> _WORK TO COMPLETE_
Count how many of the lines below contain the string "rocky", matching case exactly, and reply with that number alone.

------------------------------------------------------------

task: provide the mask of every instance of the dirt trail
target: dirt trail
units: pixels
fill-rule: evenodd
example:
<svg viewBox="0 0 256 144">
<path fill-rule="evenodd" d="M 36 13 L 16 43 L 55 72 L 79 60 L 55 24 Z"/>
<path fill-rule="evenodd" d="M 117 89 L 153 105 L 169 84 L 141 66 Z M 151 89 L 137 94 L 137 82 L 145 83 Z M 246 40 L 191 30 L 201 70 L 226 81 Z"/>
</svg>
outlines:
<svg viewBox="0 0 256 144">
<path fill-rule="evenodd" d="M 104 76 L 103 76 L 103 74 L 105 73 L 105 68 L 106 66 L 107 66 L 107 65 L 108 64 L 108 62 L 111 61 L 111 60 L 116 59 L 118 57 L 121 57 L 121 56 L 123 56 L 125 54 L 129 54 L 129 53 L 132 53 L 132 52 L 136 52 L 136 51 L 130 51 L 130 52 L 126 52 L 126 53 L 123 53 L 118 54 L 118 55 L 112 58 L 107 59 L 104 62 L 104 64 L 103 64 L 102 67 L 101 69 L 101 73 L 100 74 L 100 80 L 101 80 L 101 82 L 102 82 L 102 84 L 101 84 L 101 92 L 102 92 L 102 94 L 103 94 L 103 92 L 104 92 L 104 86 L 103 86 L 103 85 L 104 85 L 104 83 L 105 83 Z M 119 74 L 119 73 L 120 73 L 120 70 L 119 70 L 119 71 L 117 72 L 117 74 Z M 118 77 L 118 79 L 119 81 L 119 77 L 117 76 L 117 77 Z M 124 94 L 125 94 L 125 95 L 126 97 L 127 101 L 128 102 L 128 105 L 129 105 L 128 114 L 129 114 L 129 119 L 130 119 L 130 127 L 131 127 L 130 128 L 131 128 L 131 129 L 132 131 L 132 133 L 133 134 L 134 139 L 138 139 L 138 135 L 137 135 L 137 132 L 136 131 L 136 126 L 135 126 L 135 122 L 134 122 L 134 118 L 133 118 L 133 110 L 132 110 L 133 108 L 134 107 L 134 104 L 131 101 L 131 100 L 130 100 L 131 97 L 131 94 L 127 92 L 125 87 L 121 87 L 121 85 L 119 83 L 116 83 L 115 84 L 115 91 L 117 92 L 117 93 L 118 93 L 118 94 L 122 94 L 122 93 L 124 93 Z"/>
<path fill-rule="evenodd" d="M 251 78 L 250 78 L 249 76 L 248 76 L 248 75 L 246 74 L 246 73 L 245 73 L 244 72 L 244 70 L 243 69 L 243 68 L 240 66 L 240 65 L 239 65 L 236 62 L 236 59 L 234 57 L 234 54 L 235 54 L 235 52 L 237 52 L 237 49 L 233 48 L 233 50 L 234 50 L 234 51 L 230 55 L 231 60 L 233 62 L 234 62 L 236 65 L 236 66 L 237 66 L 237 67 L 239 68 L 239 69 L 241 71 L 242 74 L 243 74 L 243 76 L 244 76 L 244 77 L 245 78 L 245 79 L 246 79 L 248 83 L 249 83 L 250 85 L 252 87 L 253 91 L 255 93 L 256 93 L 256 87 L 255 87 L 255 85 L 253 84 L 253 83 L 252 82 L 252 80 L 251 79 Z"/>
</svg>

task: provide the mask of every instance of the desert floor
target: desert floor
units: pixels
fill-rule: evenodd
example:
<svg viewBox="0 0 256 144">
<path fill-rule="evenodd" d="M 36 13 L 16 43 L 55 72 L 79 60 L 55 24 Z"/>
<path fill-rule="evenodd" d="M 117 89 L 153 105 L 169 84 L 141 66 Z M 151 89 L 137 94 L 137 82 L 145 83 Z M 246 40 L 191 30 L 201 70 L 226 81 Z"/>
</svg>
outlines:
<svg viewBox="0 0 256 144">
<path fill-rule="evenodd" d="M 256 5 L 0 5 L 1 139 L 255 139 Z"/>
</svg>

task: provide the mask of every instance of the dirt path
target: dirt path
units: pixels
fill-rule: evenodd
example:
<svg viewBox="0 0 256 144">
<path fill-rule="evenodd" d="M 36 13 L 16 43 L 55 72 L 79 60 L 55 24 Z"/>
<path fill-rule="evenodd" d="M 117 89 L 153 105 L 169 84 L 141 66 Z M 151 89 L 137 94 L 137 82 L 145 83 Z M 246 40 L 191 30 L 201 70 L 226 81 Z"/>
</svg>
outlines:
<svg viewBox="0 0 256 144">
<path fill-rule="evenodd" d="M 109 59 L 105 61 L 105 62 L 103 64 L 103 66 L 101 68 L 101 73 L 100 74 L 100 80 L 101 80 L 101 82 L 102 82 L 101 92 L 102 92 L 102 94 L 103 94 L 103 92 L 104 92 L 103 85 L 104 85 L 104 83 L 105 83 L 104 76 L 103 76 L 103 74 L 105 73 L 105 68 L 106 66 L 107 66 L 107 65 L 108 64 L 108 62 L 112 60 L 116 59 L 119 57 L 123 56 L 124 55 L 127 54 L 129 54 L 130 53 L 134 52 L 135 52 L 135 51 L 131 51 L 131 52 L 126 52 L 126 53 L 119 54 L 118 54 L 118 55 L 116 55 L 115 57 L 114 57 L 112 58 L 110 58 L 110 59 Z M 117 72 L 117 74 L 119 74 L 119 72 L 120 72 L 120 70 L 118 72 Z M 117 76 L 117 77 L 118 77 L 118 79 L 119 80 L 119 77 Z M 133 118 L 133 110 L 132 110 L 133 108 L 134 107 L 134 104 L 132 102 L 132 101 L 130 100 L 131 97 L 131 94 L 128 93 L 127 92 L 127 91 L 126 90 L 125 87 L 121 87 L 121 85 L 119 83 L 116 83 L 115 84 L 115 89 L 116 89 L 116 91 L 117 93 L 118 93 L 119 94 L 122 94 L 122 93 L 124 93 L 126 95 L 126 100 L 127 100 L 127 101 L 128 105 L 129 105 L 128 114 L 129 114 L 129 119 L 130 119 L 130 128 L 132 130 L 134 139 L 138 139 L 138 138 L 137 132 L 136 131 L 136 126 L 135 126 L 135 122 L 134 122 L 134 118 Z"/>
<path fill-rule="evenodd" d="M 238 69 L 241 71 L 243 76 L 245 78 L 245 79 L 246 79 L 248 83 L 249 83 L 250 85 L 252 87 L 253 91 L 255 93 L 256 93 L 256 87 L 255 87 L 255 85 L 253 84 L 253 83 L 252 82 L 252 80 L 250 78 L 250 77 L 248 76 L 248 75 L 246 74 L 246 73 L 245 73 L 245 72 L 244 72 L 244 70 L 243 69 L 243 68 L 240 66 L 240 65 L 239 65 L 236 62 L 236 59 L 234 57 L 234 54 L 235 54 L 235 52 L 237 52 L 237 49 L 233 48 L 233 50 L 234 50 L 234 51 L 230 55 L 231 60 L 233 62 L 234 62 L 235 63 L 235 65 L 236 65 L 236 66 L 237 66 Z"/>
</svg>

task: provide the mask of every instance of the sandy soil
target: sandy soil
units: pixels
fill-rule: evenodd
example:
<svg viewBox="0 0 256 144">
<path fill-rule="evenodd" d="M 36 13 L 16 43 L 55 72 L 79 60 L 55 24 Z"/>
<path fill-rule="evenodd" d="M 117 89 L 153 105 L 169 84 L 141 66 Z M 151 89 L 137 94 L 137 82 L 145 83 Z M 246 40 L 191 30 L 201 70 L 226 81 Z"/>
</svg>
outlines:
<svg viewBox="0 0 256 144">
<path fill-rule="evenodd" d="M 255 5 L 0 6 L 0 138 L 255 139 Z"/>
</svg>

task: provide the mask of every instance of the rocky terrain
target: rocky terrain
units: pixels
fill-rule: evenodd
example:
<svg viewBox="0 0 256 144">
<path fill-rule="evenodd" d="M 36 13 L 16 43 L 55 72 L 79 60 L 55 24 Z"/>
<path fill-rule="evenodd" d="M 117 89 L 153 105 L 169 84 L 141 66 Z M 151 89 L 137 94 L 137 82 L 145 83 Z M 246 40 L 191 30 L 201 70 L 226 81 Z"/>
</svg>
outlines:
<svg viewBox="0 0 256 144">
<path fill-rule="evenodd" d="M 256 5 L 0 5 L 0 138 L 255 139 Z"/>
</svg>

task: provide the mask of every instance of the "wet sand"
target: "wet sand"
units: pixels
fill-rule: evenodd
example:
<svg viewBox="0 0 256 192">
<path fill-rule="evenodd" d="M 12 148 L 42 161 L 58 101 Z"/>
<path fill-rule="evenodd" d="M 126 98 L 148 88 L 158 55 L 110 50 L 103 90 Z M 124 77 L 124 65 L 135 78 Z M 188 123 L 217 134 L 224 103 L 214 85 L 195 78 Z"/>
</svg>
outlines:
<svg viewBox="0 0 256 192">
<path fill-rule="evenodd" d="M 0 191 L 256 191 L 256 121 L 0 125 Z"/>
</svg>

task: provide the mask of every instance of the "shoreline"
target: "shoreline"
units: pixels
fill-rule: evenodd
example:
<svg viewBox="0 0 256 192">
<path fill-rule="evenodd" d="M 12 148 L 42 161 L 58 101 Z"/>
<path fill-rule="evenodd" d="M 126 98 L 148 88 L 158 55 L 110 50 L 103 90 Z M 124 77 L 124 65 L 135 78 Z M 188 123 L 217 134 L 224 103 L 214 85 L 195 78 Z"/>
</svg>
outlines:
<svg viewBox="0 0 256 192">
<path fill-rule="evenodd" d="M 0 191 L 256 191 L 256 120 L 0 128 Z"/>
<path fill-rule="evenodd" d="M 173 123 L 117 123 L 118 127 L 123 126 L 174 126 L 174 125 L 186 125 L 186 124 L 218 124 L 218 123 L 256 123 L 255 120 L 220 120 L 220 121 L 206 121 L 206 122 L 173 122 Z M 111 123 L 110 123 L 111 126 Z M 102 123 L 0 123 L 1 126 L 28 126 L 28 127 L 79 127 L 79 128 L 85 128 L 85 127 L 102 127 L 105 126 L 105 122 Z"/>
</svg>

------------------------------------------------------------

> _FINAL RESULT_
2